Reproduce the data from the line containing "outline green leaf, every instance" through the end of the data, substituting "nonzero fill" for "even-odd fill" and leaving everything else unchanged. Exclude the picture from the output.

LISTING ->
# # #

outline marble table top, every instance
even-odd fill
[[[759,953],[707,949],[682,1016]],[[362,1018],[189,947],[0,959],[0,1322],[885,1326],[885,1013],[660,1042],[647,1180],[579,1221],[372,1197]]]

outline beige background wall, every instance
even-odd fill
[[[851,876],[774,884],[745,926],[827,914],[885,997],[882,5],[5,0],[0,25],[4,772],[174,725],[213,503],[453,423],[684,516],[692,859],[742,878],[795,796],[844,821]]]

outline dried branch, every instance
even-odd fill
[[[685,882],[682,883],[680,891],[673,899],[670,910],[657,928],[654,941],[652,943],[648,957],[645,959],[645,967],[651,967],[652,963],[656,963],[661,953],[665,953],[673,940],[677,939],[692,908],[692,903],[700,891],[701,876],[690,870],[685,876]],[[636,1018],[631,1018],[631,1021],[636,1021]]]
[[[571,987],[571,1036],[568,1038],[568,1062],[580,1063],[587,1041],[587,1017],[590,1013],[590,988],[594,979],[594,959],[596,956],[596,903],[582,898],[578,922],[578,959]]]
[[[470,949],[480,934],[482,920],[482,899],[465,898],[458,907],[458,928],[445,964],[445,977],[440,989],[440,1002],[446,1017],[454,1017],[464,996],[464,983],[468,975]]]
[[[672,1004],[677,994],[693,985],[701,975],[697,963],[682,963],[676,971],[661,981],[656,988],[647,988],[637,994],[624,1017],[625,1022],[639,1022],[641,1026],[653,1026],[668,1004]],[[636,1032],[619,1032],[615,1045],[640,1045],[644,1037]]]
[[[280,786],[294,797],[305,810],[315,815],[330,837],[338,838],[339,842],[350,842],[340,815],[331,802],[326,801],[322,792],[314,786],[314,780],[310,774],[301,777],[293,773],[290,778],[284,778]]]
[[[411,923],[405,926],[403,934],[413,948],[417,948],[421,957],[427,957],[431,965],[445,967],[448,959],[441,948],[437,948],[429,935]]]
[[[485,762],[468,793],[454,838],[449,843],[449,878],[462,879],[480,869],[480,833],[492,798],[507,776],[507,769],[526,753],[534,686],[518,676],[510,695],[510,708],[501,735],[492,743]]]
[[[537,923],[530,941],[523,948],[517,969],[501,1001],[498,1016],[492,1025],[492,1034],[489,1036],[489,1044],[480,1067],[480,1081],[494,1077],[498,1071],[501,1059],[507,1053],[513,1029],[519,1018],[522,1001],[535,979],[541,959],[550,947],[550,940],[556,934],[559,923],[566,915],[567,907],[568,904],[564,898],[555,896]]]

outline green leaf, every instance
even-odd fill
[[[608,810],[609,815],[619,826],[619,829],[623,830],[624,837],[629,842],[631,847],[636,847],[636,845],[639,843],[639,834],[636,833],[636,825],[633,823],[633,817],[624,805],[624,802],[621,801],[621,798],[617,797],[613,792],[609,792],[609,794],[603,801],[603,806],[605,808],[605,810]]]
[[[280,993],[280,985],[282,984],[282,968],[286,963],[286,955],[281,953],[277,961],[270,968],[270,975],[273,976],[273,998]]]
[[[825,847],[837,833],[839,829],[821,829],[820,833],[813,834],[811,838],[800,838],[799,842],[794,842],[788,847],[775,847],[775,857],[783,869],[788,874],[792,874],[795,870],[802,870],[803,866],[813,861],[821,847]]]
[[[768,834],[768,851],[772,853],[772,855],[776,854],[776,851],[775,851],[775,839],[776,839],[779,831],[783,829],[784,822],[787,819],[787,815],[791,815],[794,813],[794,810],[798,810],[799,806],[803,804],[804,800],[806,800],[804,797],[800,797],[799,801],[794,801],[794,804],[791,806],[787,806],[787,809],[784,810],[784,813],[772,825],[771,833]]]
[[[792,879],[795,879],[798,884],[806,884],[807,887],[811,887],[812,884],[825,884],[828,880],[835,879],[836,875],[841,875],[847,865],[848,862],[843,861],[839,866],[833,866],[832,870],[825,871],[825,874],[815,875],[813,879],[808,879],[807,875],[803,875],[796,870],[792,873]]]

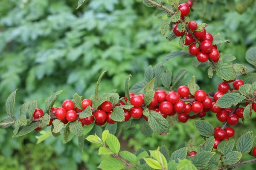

# # #

EXPECTED ANSWER ->
outline green leaf, every instance
nonzero fill
[[[608,810],[609,815],[619,826],[619,829],[623,830],[624,837],[629,842],[631,847],[636,847],[636,845],[639,843],[639,834],[636,833],[636,825],[633,823],[633,817],[624,805],[624,802],[621,801],[621,798],[617,797],[613,792],[609,792],[609,794],[603,801],[603,806],[605,808],[605,810]]]
[[[280,993],[280,985],[282,984],[282,968],[286,963],[286,955],[281,953],[277,961],[270,968],[270,975],[273,976],[273,998]]]
[[[825,847],[837,833],[839,829],[821,829],[820,833],[813,834],[811,838],[800,838],[799,842],[794,842],[788,847],[775,847],[775,857],[783,869],[788,874],[792,874],[795,870],[802,870],[803,866],[813,861],[821,847]]]
[[[768,834],[768,851],[772,853],[772,855],[776,854],[776,851],[775,851],[775,839],[776,839],[779,831],[783,829],[784,822],[787,819],[787,815],[791,815],[794,813],[794,810],[798,810],[799,806],[803,804],[804,800],[806,800],[804,797],[800,797],[799,801],[794,801],[794,804],[791,806],[787,806],[787,809],[784,810],[784,813],[772,825],[771,833]]]
[[[792,879],[795,879],[798,884],[806,884],[807,887],[811,887],[812,884],[825,884],[828,880],[835,879],[836,875],[841,875],[847,865],[848,862],[843,861],[839,866],[833,866],[832,870],[825,871],[825,874],[815,875],[813,879],[808,879],[807,875],[803,875],[796,870],[792,873]]]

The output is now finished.